- **Description of the task**:
Using the listing below, keep only the lines with the word "written" and copy them.

***** Supplied entries *****

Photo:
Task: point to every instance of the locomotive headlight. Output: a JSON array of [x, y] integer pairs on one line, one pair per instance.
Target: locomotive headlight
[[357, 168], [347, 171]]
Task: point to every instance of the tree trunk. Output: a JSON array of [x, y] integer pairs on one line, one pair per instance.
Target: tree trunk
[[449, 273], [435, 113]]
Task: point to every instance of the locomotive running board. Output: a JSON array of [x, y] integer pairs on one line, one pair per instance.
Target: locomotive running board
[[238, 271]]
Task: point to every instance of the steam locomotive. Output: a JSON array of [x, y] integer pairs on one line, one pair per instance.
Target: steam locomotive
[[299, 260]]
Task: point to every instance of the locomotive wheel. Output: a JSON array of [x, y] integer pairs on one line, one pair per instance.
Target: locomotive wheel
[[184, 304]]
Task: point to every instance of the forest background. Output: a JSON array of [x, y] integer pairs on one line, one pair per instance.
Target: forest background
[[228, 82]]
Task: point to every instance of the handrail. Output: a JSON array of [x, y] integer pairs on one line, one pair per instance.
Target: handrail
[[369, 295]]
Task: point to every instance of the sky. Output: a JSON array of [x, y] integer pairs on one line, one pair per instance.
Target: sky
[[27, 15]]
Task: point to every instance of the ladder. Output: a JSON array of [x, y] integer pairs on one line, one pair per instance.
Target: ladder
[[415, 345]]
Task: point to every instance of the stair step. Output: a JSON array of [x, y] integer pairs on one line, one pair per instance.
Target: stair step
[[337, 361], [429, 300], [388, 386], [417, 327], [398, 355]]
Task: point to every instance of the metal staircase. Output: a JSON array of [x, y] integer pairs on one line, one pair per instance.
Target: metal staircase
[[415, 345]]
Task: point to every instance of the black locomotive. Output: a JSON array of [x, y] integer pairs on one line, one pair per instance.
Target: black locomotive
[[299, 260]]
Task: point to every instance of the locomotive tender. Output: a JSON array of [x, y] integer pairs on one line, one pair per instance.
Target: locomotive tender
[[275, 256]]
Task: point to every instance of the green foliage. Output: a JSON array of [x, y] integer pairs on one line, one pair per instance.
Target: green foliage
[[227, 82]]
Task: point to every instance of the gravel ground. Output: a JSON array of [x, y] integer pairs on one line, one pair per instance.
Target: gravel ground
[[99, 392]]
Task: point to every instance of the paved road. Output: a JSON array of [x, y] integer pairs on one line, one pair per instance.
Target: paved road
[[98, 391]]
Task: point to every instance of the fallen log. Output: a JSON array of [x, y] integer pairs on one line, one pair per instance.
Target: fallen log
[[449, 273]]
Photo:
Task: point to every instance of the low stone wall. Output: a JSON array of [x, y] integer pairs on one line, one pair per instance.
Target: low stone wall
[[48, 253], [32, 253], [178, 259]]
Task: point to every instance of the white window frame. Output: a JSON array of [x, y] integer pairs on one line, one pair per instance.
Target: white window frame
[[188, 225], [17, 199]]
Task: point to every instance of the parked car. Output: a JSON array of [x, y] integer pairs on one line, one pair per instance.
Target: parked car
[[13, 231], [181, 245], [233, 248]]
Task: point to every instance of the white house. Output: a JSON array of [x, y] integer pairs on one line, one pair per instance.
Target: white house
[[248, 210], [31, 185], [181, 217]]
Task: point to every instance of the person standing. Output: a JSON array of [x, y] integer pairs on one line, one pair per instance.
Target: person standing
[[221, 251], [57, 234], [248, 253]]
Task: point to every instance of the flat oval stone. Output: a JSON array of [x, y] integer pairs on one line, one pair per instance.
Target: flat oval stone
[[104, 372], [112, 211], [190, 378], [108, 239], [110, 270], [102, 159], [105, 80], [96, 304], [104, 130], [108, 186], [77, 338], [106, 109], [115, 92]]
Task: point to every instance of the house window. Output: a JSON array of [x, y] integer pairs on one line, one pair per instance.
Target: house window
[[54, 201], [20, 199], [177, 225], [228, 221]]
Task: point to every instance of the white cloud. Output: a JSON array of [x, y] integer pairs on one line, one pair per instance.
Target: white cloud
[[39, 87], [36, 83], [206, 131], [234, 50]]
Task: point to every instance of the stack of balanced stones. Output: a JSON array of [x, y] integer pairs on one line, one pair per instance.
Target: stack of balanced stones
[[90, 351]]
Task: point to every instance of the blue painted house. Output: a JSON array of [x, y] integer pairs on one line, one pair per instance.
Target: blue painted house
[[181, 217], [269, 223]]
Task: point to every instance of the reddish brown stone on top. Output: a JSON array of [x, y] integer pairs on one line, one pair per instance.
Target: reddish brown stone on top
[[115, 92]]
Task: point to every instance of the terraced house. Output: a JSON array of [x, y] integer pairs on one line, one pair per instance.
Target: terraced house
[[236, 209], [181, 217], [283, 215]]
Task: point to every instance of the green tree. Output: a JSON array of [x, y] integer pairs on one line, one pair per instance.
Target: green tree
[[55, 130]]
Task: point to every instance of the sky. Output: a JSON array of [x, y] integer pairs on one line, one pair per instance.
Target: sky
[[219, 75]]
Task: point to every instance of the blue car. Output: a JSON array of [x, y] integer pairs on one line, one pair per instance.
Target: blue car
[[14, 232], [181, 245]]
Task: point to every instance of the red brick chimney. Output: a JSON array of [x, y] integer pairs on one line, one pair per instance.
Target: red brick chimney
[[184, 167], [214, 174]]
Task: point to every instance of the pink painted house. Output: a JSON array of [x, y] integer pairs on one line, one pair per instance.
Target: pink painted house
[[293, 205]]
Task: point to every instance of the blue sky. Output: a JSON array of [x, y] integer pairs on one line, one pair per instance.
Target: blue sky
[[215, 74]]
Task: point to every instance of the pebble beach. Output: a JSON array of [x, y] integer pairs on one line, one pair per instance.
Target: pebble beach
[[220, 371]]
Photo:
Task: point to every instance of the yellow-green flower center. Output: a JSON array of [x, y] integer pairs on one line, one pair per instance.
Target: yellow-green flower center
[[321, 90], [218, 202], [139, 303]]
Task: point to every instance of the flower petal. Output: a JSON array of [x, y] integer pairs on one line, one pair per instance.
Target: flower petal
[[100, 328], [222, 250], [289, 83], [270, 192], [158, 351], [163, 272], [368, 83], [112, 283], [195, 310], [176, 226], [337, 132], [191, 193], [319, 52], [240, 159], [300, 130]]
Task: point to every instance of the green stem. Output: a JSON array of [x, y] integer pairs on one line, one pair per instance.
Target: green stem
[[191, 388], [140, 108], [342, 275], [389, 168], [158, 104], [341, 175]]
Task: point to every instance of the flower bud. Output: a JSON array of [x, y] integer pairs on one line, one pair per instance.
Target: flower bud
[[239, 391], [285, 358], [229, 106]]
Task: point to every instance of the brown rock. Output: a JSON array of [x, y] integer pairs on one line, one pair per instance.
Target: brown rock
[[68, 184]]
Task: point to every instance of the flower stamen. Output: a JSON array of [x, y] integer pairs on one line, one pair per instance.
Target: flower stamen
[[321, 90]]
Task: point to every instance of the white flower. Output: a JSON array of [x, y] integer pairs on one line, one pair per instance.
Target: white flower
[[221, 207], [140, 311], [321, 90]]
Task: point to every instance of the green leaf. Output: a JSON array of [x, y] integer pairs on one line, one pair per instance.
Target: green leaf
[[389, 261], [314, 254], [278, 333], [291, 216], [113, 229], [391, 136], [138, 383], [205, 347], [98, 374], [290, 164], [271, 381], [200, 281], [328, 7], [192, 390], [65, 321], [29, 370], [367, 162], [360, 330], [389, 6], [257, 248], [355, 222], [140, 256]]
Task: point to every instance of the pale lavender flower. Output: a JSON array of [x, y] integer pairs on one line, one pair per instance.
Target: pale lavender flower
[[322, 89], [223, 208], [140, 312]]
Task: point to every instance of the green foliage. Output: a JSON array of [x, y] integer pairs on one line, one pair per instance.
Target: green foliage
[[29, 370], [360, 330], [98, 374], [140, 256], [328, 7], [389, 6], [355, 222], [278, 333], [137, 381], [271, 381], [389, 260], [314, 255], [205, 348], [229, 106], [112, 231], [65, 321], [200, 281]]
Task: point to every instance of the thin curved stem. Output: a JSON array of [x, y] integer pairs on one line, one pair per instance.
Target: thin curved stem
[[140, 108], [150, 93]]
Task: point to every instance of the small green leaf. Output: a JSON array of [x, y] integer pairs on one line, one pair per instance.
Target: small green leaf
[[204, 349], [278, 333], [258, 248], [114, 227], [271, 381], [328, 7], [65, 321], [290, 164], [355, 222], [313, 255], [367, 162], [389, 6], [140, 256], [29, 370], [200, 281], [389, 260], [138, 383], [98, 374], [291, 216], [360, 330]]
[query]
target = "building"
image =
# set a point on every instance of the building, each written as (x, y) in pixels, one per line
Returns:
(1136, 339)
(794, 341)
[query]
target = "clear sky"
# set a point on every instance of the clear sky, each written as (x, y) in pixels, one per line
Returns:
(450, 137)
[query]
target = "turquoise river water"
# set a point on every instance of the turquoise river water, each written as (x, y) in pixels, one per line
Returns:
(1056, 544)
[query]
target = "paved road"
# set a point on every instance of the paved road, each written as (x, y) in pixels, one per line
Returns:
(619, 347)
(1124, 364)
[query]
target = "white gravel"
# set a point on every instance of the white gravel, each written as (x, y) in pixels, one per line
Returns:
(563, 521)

*****

- **Response to this task**:
# set a point on every instance of the building, each written as (x, y) in pixels, one per line
# set a point on every instance of the clear sky, each written as (x, y) in pixels, one per line
# set a point on every instance of the turquoise river water, each written as (x, y) in pixels, one per line
# set a point on every instance of the paved road, each written as (x, y) in pixels, one per line
# set a point on every instance of the white gravel, each written as (x, y) in pixels, one per line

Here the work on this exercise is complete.